#### [About this exercise]
Restate the listing below word for word, pictures excluded.

▶

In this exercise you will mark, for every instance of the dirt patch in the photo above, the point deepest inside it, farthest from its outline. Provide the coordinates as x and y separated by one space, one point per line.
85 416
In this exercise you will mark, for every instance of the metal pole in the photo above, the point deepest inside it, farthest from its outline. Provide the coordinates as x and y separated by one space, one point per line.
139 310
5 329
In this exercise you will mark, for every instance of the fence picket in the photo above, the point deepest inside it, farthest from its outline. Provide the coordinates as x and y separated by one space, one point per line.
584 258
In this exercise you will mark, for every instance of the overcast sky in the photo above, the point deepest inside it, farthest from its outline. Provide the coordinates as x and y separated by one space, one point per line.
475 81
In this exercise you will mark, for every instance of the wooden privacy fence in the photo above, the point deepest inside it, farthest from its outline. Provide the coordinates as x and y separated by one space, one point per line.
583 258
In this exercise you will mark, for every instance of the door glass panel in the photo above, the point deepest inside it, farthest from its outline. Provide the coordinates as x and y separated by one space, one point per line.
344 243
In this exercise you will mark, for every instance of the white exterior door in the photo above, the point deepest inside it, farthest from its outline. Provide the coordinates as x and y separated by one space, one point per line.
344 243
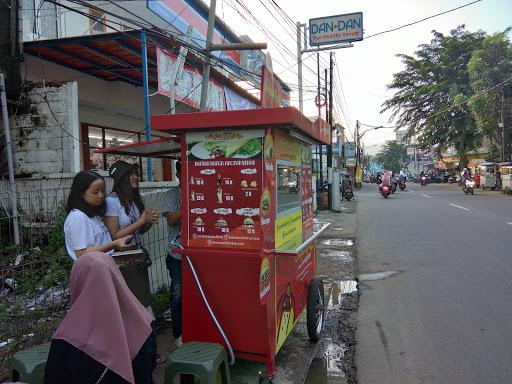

◀

#### [Output below]
In this exercise you will mark, for every instance of the dirt patch in the photo above, the point deepest inside it, farthest from its outline. Provide the coordinates as x and y separated by one space, one point per line.
85 416
In this exercise you will mark, for every instance of the metal pole in the photo above, the point deepest inside it, farthest from its outline. Provide the coordinates as x and y separated by one space, one point per line.
139 310
5 329
In this exercise you will mark, for every instance of the fence picket in the photo above, the point deepest inside it, farthest from its outline. Provide the coordinates as x and y separated by one space, one point per line.
584 258
In this exercise you will mark, for every instance of the overcast sky in the photo above, the point deepest inside it, farthest from its outline. Provide the coordinates as x and y separated by one space, one point per line.
475 81
In this exercise you will mark, for every instance of the wooden privacy fence in the photo above, the point deepest inside it, farthest from its outline. Provide the coordinates as x and y separated by one space, one point per line.
583 258
In this exercise you will mark, for every instance of the door glass panel in the photo above, the point deepest inside it, farthest from its outline. Provide the coordinates as x and y separated by one space, one point per line.
344 243
In this exercise you will mark, for every instance of the white exterior door in the photo above, the point deepest inside it, farthest from its outline. Provide the coordinates as x and y separated by one space, one point per line.
344 243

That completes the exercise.